:: EXERCISE ::
Swap "ring rule" for "fill rule" throughout the records below and give all their lines back with nothing else changed.

:: LISTED ENTRIES ::
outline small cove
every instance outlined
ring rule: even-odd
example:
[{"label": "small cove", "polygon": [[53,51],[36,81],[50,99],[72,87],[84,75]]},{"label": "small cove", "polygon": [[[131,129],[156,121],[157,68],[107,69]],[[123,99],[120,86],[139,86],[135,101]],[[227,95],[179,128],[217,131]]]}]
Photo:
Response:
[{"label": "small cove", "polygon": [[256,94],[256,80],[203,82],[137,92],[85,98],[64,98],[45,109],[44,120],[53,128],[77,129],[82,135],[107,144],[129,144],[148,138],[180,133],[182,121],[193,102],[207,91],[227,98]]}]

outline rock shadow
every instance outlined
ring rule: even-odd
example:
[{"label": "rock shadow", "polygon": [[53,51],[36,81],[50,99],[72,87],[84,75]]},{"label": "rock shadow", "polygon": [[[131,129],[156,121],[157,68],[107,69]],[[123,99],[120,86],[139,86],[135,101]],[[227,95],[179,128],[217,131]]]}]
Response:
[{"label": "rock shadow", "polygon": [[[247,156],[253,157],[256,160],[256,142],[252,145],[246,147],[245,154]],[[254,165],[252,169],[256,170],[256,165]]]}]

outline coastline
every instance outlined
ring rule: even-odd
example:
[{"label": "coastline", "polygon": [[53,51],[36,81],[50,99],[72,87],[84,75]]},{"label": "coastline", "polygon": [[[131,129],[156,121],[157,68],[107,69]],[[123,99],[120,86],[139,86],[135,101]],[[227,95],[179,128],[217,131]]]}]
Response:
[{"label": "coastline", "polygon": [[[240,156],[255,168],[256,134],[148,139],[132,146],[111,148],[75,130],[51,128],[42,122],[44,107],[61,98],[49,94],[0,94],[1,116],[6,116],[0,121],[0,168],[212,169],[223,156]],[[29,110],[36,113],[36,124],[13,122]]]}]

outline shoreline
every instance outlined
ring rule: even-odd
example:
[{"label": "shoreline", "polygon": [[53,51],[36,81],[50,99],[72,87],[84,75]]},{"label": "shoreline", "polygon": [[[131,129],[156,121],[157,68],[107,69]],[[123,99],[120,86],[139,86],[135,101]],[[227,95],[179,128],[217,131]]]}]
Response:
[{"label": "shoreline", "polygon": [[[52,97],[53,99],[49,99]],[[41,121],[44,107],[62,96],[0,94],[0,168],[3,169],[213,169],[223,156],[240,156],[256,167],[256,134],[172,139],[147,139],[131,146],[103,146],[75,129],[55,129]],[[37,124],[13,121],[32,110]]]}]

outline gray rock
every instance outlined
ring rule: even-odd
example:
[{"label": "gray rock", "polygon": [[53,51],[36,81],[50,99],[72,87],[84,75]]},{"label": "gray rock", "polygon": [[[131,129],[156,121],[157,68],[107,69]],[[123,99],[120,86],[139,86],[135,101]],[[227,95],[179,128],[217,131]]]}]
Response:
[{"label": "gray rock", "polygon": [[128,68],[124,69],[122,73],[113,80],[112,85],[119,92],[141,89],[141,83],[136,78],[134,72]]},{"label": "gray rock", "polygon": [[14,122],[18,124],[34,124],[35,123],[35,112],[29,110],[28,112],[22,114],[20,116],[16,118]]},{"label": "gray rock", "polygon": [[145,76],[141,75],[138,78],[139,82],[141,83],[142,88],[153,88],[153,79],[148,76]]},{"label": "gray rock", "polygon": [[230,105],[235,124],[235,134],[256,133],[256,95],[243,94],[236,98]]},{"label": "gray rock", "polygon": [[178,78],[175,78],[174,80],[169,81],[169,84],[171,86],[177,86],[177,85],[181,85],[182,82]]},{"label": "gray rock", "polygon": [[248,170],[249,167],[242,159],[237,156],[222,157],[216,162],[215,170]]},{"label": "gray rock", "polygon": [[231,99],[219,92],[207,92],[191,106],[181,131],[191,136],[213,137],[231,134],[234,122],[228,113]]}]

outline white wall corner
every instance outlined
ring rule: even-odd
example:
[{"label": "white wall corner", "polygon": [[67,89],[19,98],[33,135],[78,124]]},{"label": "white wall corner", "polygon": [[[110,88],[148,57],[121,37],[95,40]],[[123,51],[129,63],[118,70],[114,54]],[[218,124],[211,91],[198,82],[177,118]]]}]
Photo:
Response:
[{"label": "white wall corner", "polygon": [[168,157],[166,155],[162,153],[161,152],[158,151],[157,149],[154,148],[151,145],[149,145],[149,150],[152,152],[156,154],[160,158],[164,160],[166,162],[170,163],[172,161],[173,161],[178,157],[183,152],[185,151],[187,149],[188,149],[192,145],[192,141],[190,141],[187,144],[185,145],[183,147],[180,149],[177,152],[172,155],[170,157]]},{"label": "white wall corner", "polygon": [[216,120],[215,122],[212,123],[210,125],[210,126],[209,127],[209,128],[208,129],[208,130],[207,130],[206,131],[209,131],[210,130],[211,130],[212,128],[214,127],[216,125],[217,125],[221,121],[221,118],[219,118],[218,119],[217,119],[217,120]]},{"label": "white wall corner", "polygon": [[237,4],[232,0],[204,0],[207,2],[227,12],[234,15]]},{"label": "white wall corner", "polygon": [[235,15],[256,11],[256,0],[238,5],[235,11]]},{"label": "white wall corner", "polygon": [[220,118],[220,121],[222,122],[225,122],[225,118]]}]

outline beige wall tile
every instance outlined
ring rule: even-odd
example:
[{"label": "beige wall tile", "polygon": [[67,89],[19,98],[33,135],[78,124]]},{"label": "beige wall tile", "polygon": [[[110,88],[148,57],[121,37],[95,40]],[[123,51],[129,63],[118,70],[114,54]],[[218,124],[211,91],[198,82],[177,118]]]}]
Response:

:: RESULT OF THE TASK ::
outline small cove
every instance outlined
fill rule: even-odd
example:
[{"label": "small cove", "polygon": [[53,51],[36,81],[50,99],[72,87],[84,75]]},{"label": "small cove", "polygon": [[[131,129],[156,121],[157,68],[107,69]],[[123,99],[120,86],[139,86],[135,101]],[[227,95],[179,128],[217,131]]]}]
Photo:
Response:
[{"label": "small cove", "polygon": [[256,94],[256,80],[203,82],[137,92],[85,98],[64,98],[45,109],[44,120],[53,128],[77,129],[82,135],[107,144],[129,144],[148,138],[180,133],[182,121],[193,102],[207,91],[227,98]]}]

outline rock shadow
every instance outlined
fill rule: even-odd
example:
[{"label": "rock shadow", "polygon": [[53,51],[36,81],[50,99],[72,87],[84,75]]},{"label": "rock shadow", "polygon": [[[131,129],[156,121],[157,68],[107,69]],[[123,99],[120,86],[139,86],[135,101]],[[227,95],[179,128],[217,131]]]}]
Response:
[{"label": "rock shadow", "polygon": [[[247,156],[253,157],[256,160],[256,142],[252,145],[246,147],[245,154]],[[254,165],[252,169],[256,170],[256,165]]]}]

outline coastline
every instance outlined
fill rule: even-odd
example:
[{"label": "coastline", "polygon": [[53,51],[36,81],[50,99],[72,87],[84,75]]},{"label": "coastline", "polygon": [[[131,129],[156,121],[157,68],[107,69]],[[123,99],[120,86],[139,86],[135,101]],[[227,95],[179,128],[217,131]]]}]
Response:
[{"label": "coastline", "polygon": [[[240,156],[255,168],[256,134],[148,139],[132,146],[111,148],[75,130],[51,128],[42,122],[44,107],[61,98],[49,94],[0,94],[1,116],[6,116],[0,121],[0,168],[212,169],[223,156]],[[29,110],[36,113],[36,124],[13,122]]]}]

outline shoreline
every instance outlined
fill rule: even-odd
example:
[{"label": "shoreline", "polygon": [[53,51],[36,81],[50,99],[72,87],[84,75]]},{"label": "shoreline", "polygon": [[[131,129],[156,121],[157,68],[107,69]],[[123,99],[120,86],[139,86],[135,101]],[[227,95],[179,128],[217,131]]]}]
Response:
[{"label": "shoreline", "polygon": [[[52,97],[53,99],[49,99]],[[41,121],[44,107],[62,96],[0,94],[0,168],[3,169],[213,169],[223,156],[240,156],[256,167],[256,134],[172,139],[147,139],[131,146],[103,146],[75,129],[55,129]],[[37,124],[13,121],[32,110]]]}]

outline gray rock
every instance outlined
fill rule: even-odd
example:
[{"label": "gray rock", "polygon": [[53,51],[36,81],[50,99],[72,87],[84,75]]},{"label": "gray rock", "polygon": [[[131,129],[156,121],[157,68],[107,69]],[[123,99],[120,86],[139,86],[135,101]],[[227,95],[179,128],[217,131]]]}]
Response:
[{"label": "gray rock", "polygon": [[128,68],[124,69],[122,73],[113,80],[112,85],[119,92],[141,89],[141,83],[136,78],[134,72]]},{"label": "gray rock", "polygon": [[14,122],[18,124],[34,124],[35,123],[35,112],[29,110],[28,112],[22,114],[20,116],[16,118]]},{"label": "gray rock", "polygon": [[145,76],[141,75],[138,78],[139,82],[141,83],[142,88],[153,88],[153,79],[148,76]]},{"label": "gray rock", "polygon": [[230,105],[235,124],[235,134],[256,133],[256,95],[243,94],[236,98]]},{"label": "gray rock", "polygon": [[178,78],[175,78],[174,80],[169,81],[169,84],[171,86],[177,86],[177,85],[181,85],[182,82]]},{"label": "gray rock", "polygon": [[248,170],[249,167],[242,159],[237,156],[222,157],[216,162],[215,170]]},{"label": "gray rock", "polygon": [[231,99],[219,92],[207,92],[191,106],[181,131],[191,136],[213,137],[231,134],[234,122],[228,113]]}]

outline white wall corner
every instance outlined
fill rule: even-odd
example:
[{"label": "white wall corner", "polygon": [[67,89],[19,98],[33,135],[78,124]]},{"label": "white wall corner", "polygon": [[[110,88],[148,57],[121,37],[95,40]],[[123,51],[129,63],[118,70],[114,54]],[[218,124],[211,91],[198,82],[177,118]]]}]
Photo:
Response:
[{"label": "white wall corner", "polygon": [[168,157],[166,155],[162,153],[161,152],[158,151],[157,149],[154,148],[151,145],[149,145],[149,150],[152,152],[156,154],[160,158],[164,160],[166,162],[170,163],[172,161],[173,161],[178,157],[183,152],[185,151],[187,149],[188,149],[192,145],[192,141],[190,141],[187,144],[185,145],[183,147],[180,149],[177,152],[172,155],[170,157]]},{"label": "white wall corner", "polygon": [[216,120],[215,122],[212,123],[210,125],[210,126],[209,127],[209,128],[208,129],[208,130],[207,130],[206,131],[209,131],[210,130],[211,130],[212,128],[214,127],[216,125],[217,125],[221,121],[221,118],[219,118],[218,119],[217,119],[217,120]]},{"label": "white wall corner", "polygon": [[237,4],[232,0],[204,0],[207,2],[227,12],[234,15]]},{"label": "white wall corner", "polygon": [[235,15],[256,11],[256,0],[238,5],[235,11]]},{"label": "white wall corner", "polygon": [[220,118],[220,121],[222,122],[225,122],[225,118]]}]

outline beige wall tile
every instance outlined
fill rule: even-odd
example:
[{"label": "beige wall tile", "polygon": [[67,89],[19,98],[33,135],[78,124]]},{"label": "beige wall tile", "polygon": [[[110,88],[148,57],[121,37],[95,40]],[[123,51],[129,63],[118,70],[114,54]],[[218,124],[211,91],[198,82],[177,118]]]}]
Response:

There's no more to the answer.